▸ **WHAT THIS TASK INVOLVES**
Return every line of the entries that includes the word "moored".

*** Opening RECORDS ***

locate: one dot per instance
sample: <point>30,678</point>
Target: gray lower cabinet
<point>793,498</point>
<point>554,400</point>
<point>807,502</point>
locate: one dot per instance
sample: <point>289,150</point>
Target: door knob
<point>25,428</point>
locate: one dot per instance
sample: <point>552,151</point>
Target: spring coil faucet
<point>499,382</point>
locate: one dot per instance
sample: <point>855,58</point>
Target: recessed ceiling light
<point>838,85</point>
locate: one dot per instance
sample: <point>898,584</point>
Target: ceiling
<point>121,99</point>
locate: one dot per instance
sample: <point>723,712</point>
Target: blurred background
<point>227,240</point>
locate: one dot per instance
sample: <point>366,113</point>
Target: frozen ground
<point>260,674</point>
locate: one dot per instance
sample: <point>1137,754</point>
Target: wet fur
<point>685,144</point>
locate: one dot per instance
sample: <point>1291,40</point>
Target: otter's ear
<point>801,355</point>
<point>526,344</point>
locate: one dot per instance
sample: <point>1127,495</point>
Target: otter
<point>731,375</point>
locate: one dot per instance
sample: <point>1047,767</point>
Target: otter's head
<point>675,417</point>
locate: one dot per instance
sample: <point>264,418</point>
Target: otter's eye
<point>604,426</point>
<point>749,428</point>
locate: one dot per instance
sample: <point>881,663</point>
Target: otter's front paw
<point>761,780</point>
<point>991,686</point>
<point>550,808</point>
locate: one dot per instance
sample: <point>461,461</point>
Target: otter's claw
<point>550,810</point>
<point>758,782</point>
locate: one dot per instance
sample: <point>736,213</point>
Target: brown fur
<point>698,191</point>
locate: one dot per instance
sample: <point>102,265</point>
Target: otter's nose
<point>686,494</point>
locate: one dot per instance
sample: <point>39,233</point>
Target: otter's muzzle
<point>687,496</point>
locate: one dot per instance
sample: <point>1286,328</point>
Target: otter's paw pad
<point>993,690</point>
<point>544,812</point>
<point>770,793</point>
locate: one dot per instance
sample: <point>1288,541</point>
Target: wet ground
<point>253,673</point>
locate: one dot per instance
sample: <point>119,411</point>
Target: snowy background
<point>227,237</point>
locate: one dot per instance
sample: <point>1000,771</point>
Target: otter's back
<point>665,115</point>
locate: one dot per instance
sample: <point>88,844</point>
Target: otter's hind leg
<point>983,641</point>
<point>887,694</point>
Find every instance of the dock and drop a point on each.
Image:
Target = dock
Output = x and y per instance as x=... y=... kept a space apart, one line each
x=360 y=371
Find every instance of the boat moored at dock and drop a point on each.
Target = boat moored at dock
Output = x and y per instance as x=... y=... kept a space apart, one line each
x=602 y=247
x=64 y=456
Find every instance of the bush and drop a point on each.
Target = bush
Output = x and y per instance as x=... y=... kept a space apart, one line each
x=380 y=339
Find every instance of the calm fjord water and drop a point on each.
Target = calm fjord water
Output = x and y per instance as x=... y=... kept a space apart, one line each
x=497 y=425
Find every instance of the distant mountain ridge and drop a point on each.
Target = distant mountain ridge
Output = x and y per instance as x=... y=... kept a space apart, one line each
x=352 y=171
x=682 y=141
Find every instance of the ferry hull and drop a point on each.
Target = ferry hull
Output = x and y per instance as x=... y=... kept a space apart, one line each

*** Closing RECORDS ***

▸ **WRITTEN SOLUTION**
Find every instance of the boat moored at dock and drop a point on each.
Target = boat moored at dock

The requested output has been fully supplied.